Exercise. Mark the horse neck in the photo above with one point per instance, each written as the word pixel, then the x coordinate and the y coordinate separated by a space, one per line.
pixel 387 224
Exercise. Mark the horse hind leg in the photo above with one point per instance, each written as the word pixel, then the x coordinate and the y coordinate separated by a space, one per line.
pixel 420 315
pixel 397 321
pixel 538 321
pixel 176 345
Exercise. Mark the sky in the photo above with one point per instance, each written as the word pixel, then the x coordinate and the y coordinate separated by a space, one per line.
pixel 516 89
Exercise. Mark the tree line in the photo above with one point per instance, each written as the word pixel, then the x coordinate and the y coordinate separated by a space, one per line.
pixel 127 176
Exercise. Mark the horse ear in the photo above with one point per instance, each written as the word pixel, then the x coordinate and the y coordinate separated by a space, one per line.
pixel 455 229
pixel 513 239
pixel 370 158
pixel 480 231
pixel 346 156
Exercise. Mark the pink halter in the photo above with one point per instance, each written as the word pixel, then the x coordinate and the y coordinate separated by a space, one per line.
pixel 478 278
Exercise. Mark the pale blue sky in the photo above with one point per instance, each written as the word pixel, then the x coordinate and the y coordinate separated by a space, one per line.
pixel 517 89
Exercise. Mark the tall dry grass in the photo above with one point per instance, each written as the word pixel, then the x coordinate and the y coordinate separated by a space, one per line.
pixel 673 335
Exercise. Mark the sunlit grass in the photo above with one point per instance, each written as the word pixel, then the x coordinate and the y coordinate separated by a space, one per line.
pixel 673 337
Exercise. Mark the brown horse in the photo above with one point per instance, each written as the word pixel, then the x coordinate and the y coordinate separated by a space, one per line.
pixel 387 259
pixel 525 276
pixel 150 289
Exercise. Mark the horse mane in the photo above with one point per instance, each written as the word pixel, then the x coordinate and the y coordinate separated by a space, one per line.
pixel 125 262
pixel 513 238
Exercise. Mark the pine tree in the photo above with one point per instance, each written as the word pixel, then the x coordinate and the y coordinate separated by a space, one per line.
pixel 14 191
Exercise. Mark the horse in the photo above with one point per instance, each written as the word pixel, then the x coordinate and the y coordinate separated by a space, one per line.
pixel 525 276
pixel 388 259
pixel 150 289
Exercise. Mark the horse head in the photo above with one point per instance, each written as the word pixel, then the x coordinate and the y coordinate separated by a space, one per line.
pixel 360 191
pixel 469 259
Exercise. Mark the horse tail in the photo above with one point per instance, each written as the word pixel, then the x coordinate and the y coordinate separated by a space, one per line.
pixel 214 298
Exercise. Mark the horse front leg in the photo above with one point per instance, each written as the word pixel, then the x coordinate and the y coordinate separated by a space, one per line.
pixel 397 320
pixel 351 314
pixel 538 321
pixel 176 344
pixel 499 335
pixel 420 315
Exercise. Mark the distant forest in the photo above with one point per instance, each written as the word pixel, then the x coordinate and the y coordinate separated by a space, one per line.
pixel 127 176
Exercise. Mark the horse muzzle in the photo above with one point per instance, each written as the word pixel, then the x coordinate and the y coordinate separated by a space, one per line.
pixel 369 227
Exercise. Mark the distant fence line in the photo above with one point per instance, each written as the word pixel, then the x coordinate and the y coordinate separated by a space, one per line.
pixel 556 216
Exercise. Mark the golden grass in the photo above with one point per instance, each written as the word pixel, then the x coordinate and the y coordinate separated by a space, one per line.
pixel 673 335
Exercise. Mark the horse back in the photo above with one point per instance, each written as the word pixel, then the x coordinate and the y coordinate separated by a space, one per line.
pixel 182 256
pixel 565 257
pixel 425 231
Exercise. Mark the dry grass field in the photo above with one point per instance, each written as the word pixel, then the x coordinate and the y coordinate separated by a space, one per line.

_WORK INSTRUCTIONS_
Repeat the records above exactly.

_RESULT_
Exercise. Mark the horse neck in the photo above with one point per instance, each written as the word pixel, then the x coordinate and the y coordinate separated by a space, one per line.
pixel 387 224
Exercise. Mark the horse hind leg in the photo above with one point per instance, each written as the word pixel, then the x coordinate and the y coordinate separated by a space, one per line.
pixel 420 315
pixel 397 321
pixel 538 321
pixel 176 345
Exercise. Mark the sky in the photo above with one point per instance, each written as the word pixel, then the x coordinate and the y coordinate separated by a space, one per line.
pixel 516 89
Exercise. Mark the tree line in the photo above with one point per instance, each written as the word pixel, then the x coordinate and the y coordinate separated by a space, one per line.
pixel 127 176
Exercise. Mark the horse ear in the photo above with one point per instance, each written as the word pixel, then the x coordinate and the y coordinate separated by a space, one per line.
pixel 455 229
pixel 513 239
pixel 370 158
pixel 480 231
pixel 346 156
Exercise. Mark the pink halter in the photo above with one point per instance, each written as the word pixel, then the x coordinate and the y coordinate separated by a space, one per line.
pixel 478 278
Exercise. Mark the pale blue sky in the photo above with one point per instance, each written as the word pixel, then the x coordinate and the y coordinate separated by a space, one per line.
pixel 517 89
Exercise. Mark the tall dry grass in the photo above with one point per instance, each written as the word pixel, then the x coordinate and the y coordinate separated by a space, one per line.
pixel 673 335
Exercise. Mark the sunlit grass in the photo above with one point per instance, each written as the word pixel, then the x coordinate and the y coordinate separated by a space, one per line.
pixel 673 337
Exercise. Mark the brown horse in the photo above with one point per instance, each written as the word pixel, then the x coordinate and the y coordinate separated by a space, one per line.
pixel 387 259
pixel 525 276
pixel 150 289
Exercise. Mark the horse mane in the photo above with one point per instance, each written as the word pixel, then the x coordinate and the y coordinate separated by a space, one per line.
pixel 125 262
pixel 513 238
Exercise. Mark the pine tree in the photo above with one point per instance, each written as the word pixel, then the x coordinate and the y coordinate separated by a space, one per line.
pixel 14 191
Exercise. Mark the horse in the photo above with one point per instance, each written as the word pixel, then the x coordinate and the y coordinate separated by a space, one per line.
pixel 525 276
pixel 388 259
pixel 150 289
Exercise. Mark the horse head in the photo above with one point per instance, each written as the word pixel, then the x coordinate and the y coordinate separated by a space, one per line.
pixel 360 191
pixel 469 259
Exercise. Mark the horse tail in the photo above with one point per instance, each written as the word pixel, then the x coordinate and the y coordinate separated by a space, one per line.
pixel 214 298
Exercise. Mark the horse front leg in the photo above with one point per instance, each written as the word pixel, then the x coordinate and the y coordinate separated by a space, one per line.
pixel 397 320
pixel 351 314
pixel 538 321
pixel 176 344
pixel 499 335
pixel 420 315
Exercise. Mark the distant forest in the photo above with one point per instance, each written as the word pixel, then the x coordinate and the y coordinate separated by a space, one per line.
pixel 127 176
Exercise. Mark the horse muzzle in the photo above with one point per instance, each written as the word pixel, then the x coordinate and the y coordinate separated by a space, one per line.
pixel 369 227
Exercise. Mark the distant fence line in the photo above with one point per instance, each written as the word pixel, then the x coordinate and the y coordinate separated by a space, one per line.
pixel 556 216
Exercise. Mark the golden grass in the photo above with one point per instance, each written as the word pixel, then the x coordinate and the y coordinate separated by a space, one per line.
pixel 673 335
Exercise. Mark the horse back in the photo above with one point per instance, each written as the word pixel, then the x coordinate and the y coordinate separated by a space, one per line.
pixel 182 256
pixel 565 257
pixel 425 231
Exercise. Mark the dry grass field in the photo above with one point per instance, each written as the word pixel, then the x coordinate and the y coordinate separated by a space, one per line.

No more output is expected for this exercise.